- [练习说明]:
下列条目中，哪些行含有单词“water”？请把这些行完整列出。

- [给定条目]:
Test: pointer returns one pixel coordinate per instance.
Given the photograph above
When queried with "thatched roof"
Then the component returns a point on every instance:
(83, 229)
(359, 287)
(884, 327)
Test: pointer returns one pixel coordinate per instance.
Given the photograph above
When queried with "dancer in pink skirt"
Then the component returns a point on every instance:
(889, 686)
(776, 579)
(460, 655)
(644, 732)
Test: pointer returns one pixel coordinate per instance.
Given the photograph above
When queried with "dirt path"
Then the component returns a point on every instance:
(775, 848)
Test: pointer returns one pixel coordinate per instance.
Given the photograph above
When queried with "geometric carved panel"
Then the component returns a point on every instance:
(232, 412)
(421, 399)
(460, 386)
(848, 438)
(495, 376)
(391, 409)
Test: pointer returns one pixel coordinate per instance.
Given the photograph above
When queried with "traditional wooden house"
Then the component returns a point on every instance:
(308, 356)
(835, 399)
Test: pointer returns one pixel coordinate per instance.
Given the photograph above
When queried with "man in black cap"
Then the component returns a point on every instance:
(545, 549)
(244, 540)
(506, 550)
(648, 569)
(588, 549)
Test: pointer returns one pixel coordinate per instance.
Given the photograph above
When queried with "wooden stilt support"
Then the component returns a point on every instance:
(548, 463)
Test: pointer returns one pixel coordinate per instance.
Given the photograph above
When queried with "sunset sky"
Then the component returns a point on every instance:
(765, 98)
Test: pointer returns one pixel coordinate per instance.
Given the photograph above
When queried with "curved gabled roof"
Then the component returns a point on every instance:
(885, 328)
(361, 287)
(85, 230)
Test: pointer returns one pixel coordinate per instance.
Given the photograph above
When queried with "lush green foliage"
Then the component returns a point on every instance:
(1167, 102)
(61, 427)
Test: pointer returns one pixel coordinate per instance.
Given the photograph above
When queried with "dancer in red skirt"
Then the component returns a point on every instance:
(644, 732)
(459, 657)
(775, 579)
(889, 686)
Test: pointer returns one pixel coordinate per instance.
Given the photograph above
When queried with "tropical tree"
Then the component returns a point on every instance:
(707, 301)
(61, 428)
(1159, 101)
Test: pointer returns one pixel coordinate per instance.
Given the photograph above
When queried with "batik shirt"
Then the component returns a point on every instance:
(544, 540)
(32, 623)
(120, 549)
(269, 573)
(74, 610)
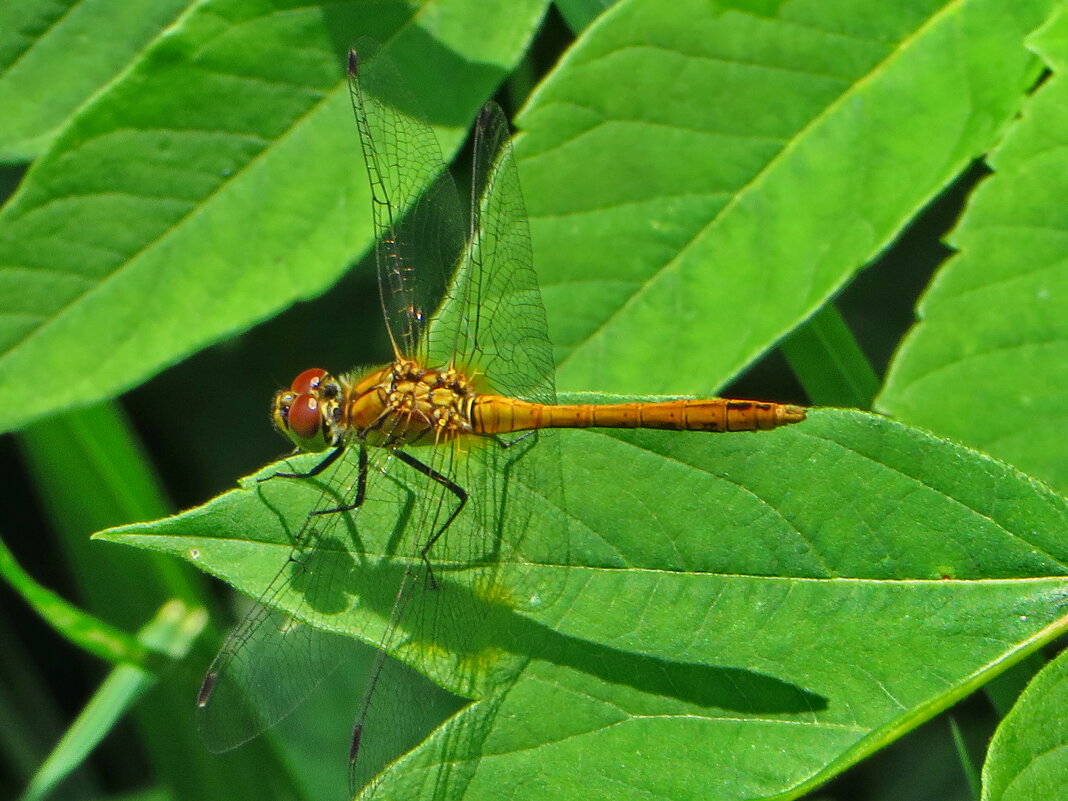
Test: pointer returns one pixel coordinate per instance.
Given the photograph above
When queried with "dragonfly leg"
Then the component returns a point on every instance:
(449, 484)
(361, 487)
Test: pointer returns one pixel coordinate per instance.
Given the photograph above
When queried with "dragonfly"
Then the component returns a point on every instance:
(450, 435)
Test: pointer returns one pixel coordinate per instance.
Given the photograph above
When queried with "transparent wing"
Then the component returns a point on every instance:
(492, 320)
(414, 204)
(460, 630)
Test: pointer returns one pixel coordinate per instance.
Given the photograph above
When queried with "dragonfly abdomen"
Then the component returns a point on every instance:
(497, 414)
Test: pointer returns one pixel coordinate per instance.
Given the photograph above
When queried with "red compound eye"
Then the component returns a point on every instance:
(303, 418)
(308, 380)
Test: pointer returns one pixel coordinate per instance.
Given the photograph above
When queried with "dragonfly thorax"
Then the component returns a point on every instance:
(407, 403)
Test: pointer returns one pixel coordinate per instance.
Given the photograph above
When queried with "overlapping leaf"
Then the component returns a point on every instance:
(759, 155)
(988, 362)
(216, 183)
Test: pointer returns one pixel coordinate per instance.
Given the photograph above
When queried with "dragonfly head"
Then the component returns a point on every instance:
(309, 410)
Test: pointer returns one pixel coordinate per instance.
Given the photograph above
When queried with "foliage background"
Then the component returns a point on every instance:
(701, 182)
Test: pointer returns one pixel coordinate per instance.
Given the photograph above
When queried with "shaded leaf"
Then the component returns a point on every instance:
(764, 610)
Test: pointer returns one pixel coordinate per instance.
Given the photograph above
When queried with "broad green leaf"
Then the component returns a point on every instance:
(988, 362)
(53, 57)
(702, 176)
(1029, 754)
(216, 183)
(745, 613)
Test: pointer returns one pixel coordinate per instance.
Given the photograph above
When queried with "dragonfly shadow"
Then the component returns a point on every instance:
(457, 618)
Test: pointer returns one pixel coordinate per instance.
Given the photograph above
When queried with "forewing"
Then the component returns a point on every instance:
(492, 320)
(414, 205)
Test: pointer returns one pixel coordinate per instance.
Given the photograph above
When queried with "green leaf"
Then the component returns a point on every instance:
(1029, 755)
(52, 58)
(807, 594)
(759, 154)
(988, 362)
(216, 183)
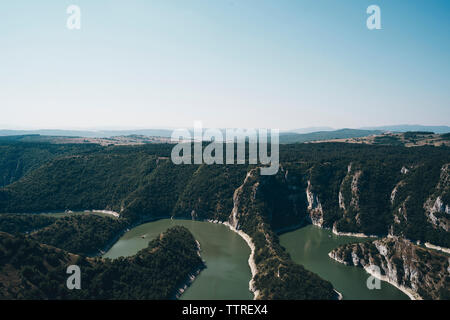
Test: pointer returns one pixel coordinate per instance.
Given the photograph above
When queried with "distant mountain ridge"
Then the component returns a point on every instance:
(410, 127)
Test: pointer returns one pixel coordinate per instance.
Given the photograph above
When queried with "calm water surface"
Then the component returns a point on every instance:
(310, 246)
(227, 273)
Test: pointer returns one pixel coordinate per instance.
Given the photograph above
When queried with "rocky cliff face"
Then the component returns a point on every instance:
(314, 207)
(274, 275)
(422, 273)
(349, 195)
(436, 207)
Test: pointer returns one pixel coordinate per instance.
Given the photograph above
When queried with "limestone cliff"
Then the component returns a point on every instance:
(421, 273)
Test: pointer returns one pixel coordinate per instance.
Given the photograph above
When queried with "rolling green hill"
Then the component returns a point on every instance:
(353, 188)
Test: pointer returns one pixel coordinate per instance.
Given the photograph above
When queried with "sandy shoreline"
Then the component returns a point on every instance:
(410, 293)
(251, 260)
(350, 234)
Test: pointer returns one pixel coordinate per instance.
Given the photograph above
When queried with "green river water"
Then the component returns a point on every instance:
(226, 256)
(227, 273)
(310, 246)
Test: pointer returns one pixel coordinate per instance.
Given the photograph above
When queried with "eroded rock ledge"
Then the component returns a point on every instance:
(420, 273)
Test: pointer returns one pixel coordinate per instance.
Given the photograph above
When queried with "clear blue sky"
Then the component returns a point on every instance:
(242, 63)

- [参考解答]:
When queried with "calm water surface"
When queried with "green river water"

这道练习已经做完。